Entries supplied |
↓
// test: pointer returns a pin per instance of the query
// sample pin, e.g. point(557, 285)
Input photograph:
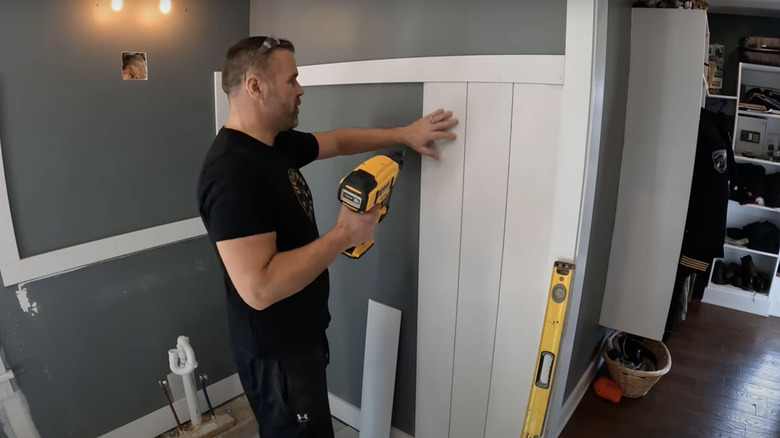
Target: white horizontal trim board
point(79, 256)
point(528, 69)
↑
Your instructions | All that should be printed is the lines from the one containing "e.g. point(557, 285)" through the last line of the material above, both ends included, exactly as they stand; please skip the pictures.

Finished task |
// sample pin, e.g. point(557, 285)
Input photograph:
Target: white horizontal trim board
point(79, 256)
point(528, 69)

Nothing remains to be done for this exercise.